• [Available records]

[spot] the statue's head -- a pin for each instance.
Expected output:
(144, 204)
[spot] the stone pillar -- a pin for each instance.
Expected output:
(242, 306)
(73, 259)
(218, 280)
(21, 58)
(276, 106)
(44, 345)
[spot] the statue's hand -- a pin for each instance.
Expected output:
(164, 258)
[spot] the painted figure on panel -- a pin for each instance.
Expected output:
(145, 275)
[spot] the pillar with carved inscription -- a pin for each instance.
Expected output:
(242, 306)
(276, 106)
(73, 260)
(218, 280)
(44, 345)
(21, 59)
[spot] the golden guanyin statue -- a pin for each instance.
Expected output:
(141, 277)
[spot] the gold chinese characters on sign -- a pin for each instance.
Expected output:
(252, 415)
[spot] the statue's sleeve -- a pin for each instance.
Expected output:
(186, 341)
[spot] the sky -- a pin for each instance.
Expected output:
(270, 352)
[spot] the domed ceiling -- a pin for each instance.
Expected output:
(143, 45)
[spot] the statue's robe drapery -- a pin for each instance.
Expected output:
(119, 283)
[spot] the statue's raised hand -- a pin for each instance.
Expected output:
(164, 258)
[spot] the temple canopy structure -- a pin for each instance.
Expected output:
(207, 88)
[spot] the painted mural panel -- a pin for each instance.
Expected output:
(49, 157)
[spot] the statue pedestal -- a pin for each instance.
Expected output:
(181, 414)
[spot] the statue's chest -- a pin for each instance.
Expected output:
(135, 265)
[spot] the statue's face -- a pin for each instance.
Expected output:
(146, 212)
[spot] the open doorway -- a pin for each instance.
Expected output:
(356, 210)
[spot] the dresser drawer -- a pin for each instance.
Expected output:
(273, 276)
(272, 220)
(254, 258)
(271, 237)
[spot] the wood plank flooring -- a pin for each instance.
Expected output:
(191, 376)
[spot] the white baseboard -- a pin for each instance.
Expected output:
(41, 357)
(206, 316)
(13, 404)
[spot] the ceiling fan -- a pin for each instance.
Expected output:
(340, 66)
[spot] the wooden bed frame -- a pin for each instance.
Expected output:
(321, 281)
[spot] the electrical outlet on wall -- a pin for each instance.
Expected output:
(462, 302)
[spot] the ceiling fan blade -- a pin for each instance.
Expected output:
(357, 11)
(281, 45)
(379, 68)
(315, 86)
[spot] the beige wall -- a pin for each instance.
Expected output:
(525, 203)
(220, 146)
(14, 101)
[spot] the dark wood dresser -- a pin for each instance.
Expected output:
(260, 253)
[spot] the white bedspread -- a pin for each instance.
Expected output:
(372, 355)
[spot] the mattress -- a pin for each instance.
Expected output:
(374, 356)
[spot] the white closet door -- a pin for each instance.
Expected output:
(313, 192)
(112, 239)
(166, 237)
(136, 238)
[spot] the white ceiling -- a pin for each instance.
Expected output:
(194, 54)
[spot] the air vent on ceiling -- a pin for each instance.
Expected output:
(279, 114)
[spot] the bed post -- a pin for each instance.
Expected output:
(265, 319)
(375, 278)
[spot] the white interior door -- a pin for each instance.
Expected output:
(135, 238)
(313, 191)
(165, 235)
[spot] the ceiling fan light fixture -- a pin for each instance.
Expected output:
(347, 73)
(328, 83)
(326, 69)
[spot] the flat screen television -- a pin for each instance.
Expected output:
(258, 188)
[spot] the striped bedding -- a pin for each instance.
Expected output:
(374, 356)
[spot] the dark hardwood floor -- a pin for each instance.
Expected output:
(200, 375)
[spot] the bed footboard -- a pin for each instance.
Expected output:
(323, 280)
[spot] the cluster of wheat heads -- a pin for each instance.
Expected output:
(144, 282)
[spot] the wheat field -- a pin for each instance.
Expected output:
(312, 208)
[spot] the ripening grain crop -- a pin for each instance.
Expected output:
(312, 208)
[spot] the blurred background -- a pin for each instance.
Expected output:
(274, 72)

• [Problem description] Starting at the line that contains "[spot] the striped", repeat each line exactly through the last one in the listing. Include both of those lines and nothing more.

• [Response]
[spot] the striped bedding -- a pin for each instance.
Expected output:
(374, 356)
[spot] the dark hardwood floor -- a pin for each instance.
Expected output:
(200, 375)
[spot] the bed footboard -- a pin for each instance.
Expected output:
(323, 280)
[spot] the cluster of wheat heads -- a pin for each instance.
Expected output:
(144, 282)
[spot] the wheat field -- a pin for each instance.
Expected output:
(312, 208)
[spot] the ripening grain crop -- a pin for each instance.
Expected output:
(312, 208)
[spot] the blurred background -- a pin for each instance.
Expected output:
(274, 72)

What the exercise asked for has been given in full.